> [Texte fourni]:
Philippe Torreton
“L’anthologie de la poésie française” (2022).
A quelques jours de Noël, Philippe Torreton est invité par TV5 monde pour présenter son dernier livre.
A vrai dire il n’en est qu’un auteur indirectement, ce qui est le sort de toutes les anthologies, car s’en est une, il en est le rédacteur qui assure le choix. Il l’assure et il l’assume bien évidemment en s’expliquant dans une magnifique introduction qui est consacrée aussi à sa compréhension de la poésie.
Où par exemple il rêve de rues anonymes, mais où les poètes seront à l’honneur. Même dans mes rêves les plus audacieux je n’y ai jamais songé.
Son choix se porte sur des auteurs très divers, connus comme moins connus, et qui ont en commun d’avoir commis quelques rimes au moyen d’un tissage tout aussi savant voire savoureux que spontané des mots.
Pour faire de la poésie, pas besoin de faire de grandes études ou d’être né dans un milieu qui a pour la culture en général et la poésie en particulier une grande estime.
Pour faire de la poésie, il suffit de s’avouer sensible et vulnérable, capable d’un émerveillement qui n’emprisonne pas la liberté de celui qui la pratique, ni en tant que faiseur des mots, ni en tant que celui qui, dans la lecture, de préférence à voix haute, de ce que quelqu’un d’autre a écrit, se mesure avec sa sensibilité et sa vulnérabilité propres.
Celui qui a écrit, il l’a fait dans le silence et la solitude, que seulement le bruissement de papier, docile à une invitation à la rencontre, et le battement de son cœur à l’unisson sont des témoins heureux d’un travail auquel la matière inanimée se soumet à l’invitation d’être animée par celui qui agit sur elle.
L’idée de Philippe Torreton consiste à rassembler dans le même recueil des poèmes d’auteurs connus et inconnus.

> [Enregistrements extraits]:
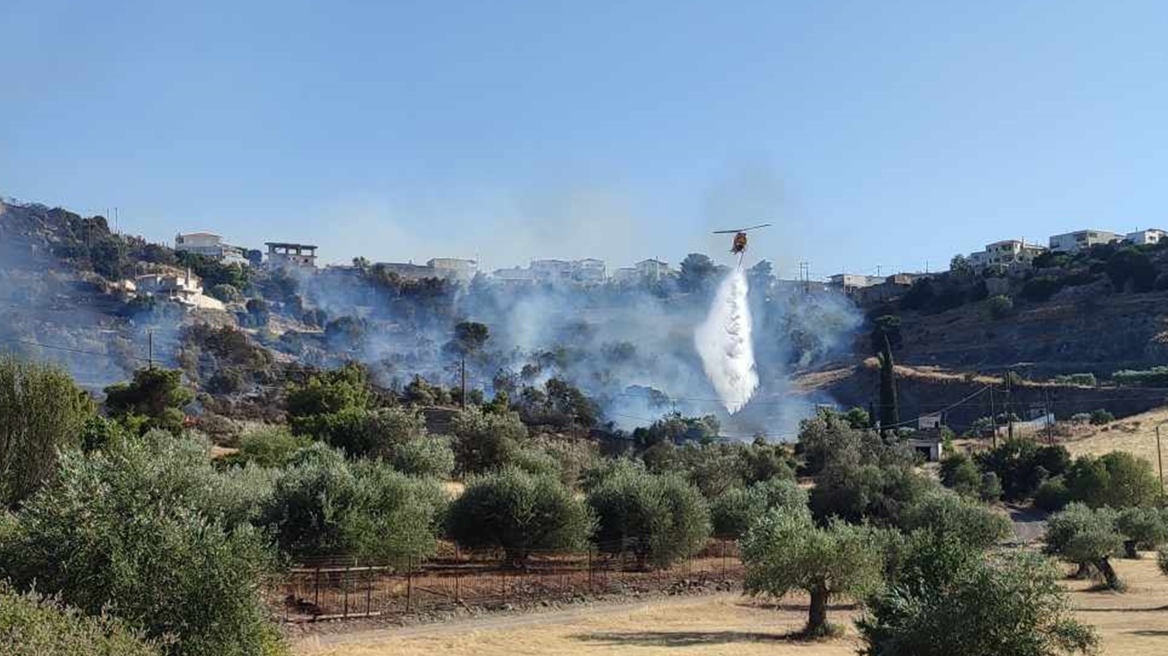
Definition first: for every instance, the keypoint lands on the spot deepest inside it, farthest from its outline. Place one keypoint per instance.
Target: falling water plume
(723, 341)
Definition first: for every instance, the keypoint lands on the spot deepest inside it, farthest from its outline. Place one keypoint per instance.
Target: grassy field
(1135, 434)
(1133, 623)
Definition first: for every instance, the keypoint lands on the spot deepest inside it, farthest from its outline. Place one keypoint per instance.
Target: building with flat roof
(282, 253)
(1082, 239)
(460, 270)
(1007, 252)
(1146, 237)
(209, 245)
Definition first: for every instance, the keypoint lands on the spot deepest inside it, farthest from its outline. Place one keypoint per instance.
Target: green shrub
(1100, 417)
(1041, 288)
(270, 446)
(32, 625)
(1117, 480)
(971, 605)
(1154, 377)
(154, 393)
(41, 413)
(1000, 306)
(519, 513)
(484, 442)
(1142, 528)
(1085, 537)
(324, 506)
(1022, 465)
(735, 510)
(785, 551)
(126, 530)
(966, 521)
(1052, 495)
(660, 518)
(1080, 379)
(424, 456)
---
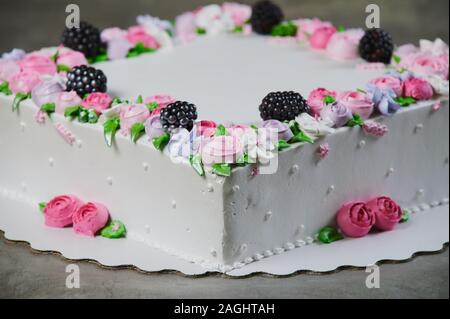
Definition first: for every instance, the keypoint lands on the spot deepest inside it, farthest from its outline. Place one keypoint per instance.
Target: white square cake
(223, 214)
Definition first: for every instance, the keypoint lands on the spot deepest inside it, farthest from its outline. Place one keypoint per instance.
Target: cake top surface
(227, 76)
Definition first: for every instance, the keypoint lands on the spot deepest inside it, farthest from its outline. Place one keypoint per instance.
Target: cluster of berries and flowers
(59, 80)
==
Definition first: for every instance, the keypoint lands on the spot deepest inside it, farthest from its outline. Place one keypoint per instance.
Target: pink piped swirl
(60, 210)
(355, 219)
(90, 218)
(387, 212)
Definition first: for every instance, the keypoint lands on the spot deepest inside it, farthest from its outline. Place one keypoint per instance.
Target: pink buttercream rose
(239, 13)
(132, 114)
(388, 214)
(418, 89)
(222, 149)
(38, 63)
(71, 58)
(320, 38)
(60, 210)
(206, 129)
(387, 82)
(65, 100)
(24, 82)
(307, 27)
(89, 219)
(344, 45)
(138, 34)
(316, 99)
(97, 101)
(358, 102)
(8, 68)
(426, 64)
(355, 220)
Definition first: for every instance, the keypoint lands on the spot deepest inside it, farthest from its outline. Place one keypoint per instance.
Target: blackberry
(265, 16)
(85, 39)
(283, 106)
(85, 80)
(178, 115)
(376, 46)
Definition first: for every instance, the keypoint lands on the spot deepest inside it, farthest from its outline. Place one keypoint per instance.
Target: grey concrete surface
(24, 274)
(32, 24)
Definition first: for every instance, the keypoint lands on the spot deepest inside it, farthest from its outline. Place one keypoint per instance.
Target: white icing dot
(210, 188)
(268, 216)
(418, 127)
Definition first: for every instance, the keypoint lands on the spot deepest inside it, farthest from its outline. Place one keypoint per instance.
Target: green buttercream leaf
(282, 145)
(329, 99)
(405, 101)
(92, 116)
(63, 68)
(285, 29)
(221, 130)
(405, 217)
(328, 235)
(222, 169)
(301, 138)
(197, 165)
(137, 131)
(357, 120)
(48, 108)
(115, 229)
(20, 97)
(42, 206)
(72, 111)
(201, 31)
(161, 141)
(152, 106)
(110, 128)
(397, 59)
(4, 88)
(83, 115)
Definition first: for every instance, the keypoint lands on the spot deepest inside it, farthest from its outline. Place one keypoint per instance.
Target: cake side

> [Consigne]: Reprenez, s'il vous plaît, le texte sur l'anthologie de poésie de Philippe Torreton et poursuivez-le à partir de sa dernière phrase.

> [Réponse à la consigne]:
Mais plutôt que d’exhumer les grands classiques, ce qui serait synonyme d’aller chercher ce qui est déjà bien connu, Philippe Torreton va à la recherche de ce qu’il considère comme des perles se trouvant à la périphérie de la connaissance commune.
Leurs existences sont connues seulement d’un cercle de spécialistes professionnels ou amateurs, tous amoureux de la poésie, amoureux comme on peut l’être au sens propre du terme.
C’est un travail à la périphérie de la connaissance de la culture française en matière de poésie, mais c’est là que d’après Philippe Torreton se trouve le centre de la vie culturelle dans son ensemble.
Comme d’autres vont chercher des métaux rares, lui, il est parti à la recherche d’une veine, d’un gisement précieux qui n’a pas encore été, à son goût, suffisamment exploré.
Est-ce à l’image de sa vie, lui qui vient de la périphérie d’une ville, Rouen, à laquelle est collée le Petit Quevilly où son père travaille à la station d’essence et sa mère est institutrice.
Il est allé chercher dans les limbes de la culture universelle, des poèmes d’auteurs connus qui dormaient par la décision des promoteurs décidant de les mettre de côté. Mais il est aussi allé à la rencontre de ces illustres inconnus dont il veut honorer la présence et leur apport à l’ensemble de la culture française.
Mais pour Philippe Torreton, afin de bien comprendre l’importance de la poésie en général, il faut aller encore plus loin.
Il faut aller aux origines de l’humanité qui dans l’éveil de sa conscience d’être au milieu d’un environnement tout à la fois où tour à tour beau, difficile à comprendre, dangereux même et pourtant dont émane quelque chose qui ne laisse jamais tranquille ou satisfait.
La poésie en témoigne pour devenir une passerelle entre les besoins et leur satisfaction, entre ce qui se donne à voir et comprendre et ce qui y échappe.
Comme le remarque, avec justesse, Philippe Torreton, cet homme, dès le début de son éveil à la conscience de lui-même et de sa place dans l’univers, a appris à construire de telles passerelles grâce au contact cru avec la nature.
Ce contact étant assuré par les pieds nus, ce qui demande d’être à l’affût de ce qui se passe en dessous et autour pour savoir où on met le pied. Au sens propre d’abord, et au sens figuré après.
C’est presque une complicité dans laquelle l’homme se lie avec la nature pour épouser un destin commun et dont la fine fleur est celle qui en a jailli, la poésie.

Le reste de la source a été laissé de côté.